_READING PASSAGE_:
-=-=-=-=-

The panel identified a total of 9 key clinical issues, and selected topics considered to represent clinically important issues facing clinicians caring for patients with JIA. They performed evidence-based, systematic, literature reviews to come up with a final 10 recommendations.
The recommendations included the following (see paper for explanation and literature references):
- MTX is recommended as the first-line treatment in oligoarthritis that persists despite nonsteroidal anti-inflammatory drugs (NSAIDs) and intraarticular steroid (IAS) therapy, and in polyarticular disease. MTX is also recommended in systemic arthritis with predominant joint inflammation, without active systemic features.
- Clinical and laboratory monitoring of MTX toxicity is recommended every 4-8 weeks initially, and then every 12-16 weeks, unless risk factors are present.
- The dose of methotrexate in juvenile idiopathic arthritis: 10-15 mg/m2/week is recommended. Further increases in MTX dosage have not been associated with additional therapeutic benefit.
- MTX may be given orally or subcutaneously once a week. If high doses (15 mg/m2/week) are requested, the subcutaneous route is preferable due to increased bioavailability.
- Regarding tapering and discontinuation of methotrexate in juvenile idiopathic arthritis -MTX could be discontinued after 6 months of stable remission.
- Folic or folinic acid supplementation is recommended to prevent MTX side effects. The advised dose is approximately one third of the MTX dose, at least 24 hours after the weekly dose of MTX for folinic acid; for folic acid 1 mg/day skipping the day when MTX is administered.
- MTX is recommended for the treatment of JIA-related uveitis refractory to topical treatment.
- The combination of MTX with a TNF-α inhibitor is recommended in patients who had an inadequate clinical response to MTX alone.
- No recommendation is made regarding the use of biomarkers in current clinical practice.
- Vaccination with non-live vaccines is not contraindicated during MTX treatment.
These consensus recommendations provide balanced and evidence-based recommendations designed to have broad value for physicians and healthcare clinicians involved in the clinical management of patients with JIA.

-=-=-=-=-

_DATASET ENTRIES_:

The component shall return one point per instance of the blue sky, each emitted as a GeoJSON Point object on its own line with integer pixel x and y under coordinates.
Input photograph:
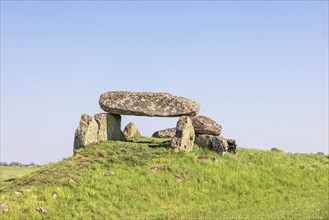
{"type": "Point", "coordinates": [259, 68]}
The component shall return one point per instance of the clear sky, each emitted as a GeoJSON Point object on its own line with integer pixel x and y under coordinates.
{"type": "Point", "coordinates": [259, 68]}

-=-=-=-=-

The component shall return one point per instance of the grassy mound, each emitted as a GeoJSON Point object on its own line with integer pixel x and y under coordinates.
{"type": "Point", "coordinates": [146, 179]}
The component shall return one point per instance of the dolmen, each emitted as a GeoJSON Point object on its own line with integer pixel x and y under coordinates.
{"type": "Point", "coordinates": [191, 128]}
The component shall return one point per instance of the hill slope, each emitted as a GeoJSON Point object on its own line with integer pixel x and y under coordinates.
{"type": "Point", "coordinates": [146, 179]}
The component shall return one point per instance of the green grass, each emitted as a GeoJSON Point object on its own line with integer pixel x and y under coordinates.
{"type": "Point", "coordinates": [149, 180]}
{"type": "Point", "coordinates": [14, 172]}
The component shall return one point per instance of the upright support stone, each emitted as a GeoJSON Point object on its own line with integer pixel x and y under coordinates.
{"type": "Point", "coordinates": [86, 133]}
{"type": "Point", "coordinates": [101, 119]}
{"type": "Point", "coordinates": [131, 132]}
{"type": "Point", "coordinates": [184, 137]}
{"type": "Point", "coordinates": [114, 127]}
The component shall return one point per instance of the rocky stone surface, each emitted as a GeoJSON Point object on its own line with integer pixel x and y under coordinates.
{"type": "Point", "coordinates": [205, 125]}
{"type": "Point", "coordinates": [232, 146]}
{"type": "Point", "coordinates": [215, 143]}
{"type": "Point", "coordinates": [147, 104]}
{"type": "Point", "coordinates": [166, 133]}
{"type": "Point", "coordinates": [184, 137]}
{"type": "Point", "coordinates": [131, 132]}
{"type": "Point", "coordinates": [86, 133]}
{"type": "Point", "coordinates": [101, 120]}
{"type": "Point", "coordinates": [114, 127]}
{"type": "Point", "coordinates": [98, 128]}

-=-=-=-=-

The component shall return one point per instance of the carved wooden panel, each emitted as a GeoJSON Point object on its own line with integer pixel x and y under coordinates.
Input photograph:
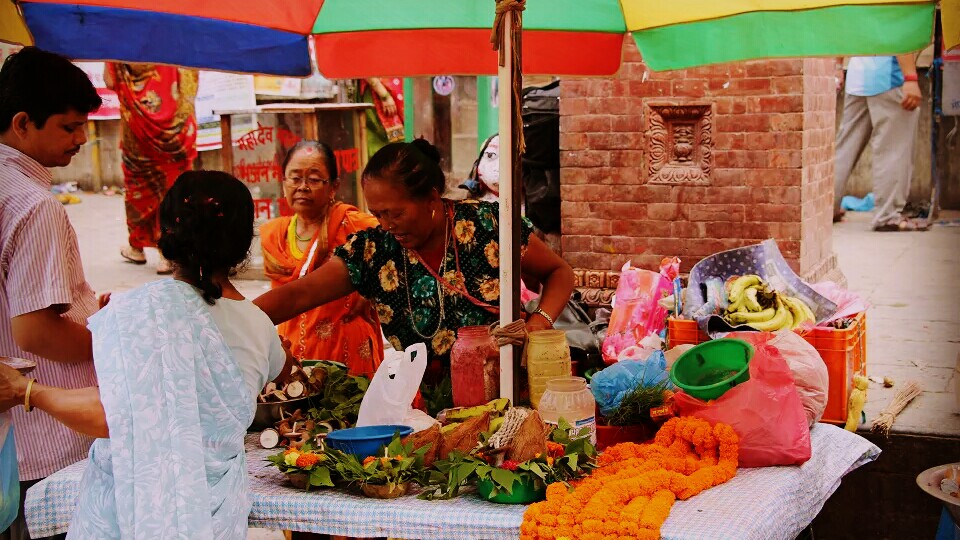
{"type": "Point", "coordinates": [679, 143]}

-=-=-=-=-

_EXERCISE 1_:
In the methotrexate recommendations, how often should clinical and laboratory monitoring of MTX toxicity be done at first?
_EXERCISE 2_:
Decide whether each statement agrees with the methotrexate recommendations, and support each decision with the deciding words quoted from the methotrexate recommendations. (a) The panel identified 10 key clinical issues. (b) MTX could be stopped after 6 months of stable remission. (c) Non-live vaccines are contraindicated during MTX treatment.
_EXERCISE 3_:
Print the part of the methotrexate recommendations starting at "- MTX is recommended for" and ending at "current clinical practice.".
Answer from the methotrexate recommendations alone, not from the records.

_EXERCISE OUTPUT 1_:
Every 4-8 weeks.

_EXERCISE OUTPUT 2_:
(a) No: "The panel identified a total of 9 key clinical issues"
(b) Yes: "MTX could be discontinued after 6 months of stable remission."
(c) No: "Vaccination with non-live vaccines is not contraindicated during MTX treatment."

_EXERCISE OUTPUT 3_:
- MTX is recommended for the treatment of JIA-related uveitis refractory to topical treatment.
- The combination of MTX with a TNF-α inhibitor is recommended in patients who had an inadequate clinical response to MTX alone.
- No recommendation is made regarding the use of biomarkers in current clinical practice.